## [Raw data]
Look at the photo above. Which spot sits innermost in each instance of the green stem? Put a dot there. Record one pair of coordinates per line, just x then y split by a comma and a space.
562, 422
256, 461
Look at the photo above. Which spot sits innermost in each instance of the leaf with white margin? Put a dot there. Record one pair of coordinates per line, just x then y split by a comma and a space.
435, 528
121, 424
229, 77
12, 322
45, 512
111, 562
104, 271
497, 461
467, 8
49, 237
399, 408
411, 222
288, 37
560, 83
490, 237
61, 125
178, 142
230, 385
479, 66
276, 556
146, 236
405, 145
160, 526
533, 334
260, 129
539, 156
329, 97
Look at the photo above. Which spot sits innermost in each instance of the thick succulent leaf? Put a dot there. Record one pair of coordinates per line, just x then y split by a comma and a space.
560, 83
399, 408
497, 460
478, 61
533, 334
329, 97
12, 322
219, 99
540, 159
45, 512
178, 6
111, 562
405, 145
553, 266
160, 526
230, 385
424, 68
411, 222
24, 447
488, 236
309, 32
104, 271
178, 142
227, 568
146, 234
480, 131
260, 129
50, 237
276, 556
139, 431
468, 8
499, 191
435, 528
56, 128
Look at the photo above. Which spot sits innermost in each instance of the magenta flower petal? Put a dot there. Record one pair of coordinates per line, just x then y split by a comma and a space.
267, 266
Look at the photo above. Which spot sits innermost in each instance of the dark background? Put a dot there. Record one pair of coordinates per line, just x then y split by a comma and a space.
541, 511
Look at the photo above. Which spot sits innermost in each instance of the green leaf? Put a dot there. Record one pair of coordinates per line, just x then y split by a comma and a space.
---
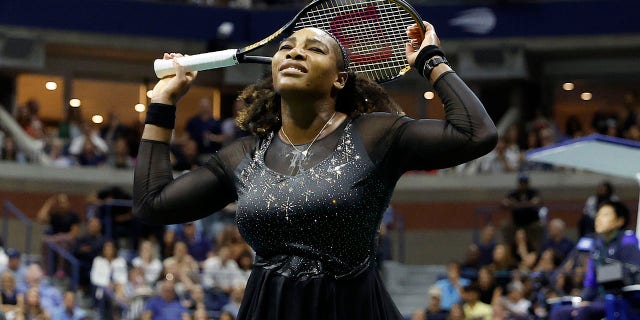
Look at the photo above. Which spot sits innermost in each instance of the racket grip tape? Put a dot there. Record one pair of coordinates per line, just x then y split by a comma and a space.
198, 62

## [Short problem]
Pull out each line of the data above that contains the word "green". Case counts.

## [Written solution]
Look at the photo above. Which spot sits innermost in each instance of the green stem? Put a dot there. Record one pair of coordinates per line, just x then y split by a comma and a space.
Look at the photo above. Which spot sits innermost in each instance of the green leaf? Put a dot there. Record one pair of coordinates per line, just x then y split by a comma and a space.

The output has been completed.